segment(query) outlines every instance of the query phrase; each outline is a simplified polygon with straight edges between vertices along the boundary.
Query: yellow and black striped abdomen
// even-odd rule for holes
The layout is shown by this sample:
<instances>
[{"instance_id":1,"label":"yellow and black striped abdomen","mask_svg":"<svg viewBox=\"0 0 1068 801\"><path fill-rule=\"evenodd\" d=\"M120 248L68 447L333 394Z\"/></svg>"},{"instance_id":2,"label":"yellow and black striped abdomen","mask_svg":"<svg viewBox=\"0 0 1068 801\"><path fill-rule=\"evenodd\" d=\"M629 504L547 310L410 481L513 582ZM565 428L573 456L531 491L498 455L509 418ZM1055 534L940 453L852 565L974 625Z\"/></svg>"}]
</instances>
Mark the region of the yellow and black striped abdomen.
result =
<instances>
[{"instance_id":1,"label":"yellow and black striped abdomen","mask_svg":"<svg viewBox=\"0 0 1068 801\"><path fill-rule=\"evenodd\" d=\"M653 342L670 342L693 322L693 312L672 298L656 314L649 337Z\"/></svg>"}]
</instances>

===

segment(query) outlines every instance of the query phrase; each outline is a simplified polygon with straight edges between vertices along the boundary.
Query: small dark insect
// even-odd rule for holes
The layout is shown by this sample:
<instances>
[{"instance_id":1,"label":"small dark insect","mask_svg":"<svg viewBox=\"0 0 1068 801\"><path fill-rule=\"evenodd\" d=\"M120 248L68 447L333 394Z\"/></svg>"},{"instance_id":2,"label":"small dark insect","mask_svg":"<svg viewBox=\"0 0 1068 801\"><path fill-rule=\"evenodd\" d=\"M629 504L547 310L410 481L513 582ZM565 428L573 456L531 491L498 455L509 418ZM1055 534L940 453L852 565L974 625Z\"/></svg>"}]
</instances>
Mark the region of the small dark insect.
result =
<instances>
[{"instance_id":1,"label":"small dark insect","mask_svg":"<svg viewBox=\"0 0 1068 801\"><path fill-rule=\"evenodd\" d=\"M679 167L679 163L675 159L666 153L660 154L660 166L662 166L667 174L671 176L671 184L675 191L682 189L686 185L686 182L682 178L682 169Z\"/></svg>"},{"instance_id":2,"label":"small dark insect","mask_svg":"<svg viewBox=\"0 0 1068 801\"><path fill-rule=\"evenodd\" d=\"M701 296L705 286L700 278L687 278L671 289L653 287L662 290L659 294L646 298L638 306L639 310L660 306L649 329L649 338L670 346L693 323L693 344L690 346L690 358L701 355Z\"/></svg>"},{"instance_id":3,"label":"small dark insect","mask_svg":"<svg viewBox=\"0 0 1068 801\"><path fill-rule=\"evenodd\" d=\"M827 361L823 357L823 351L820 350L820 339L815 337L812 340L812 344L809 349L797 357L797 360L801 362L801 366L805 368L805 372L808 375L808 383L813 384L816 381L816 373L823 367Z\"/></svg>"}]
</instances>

===

EXERCISE:
Check each line of the data above for the word "Mark". Report how many lines have it, and nothing else.

RESULT BELOW:
2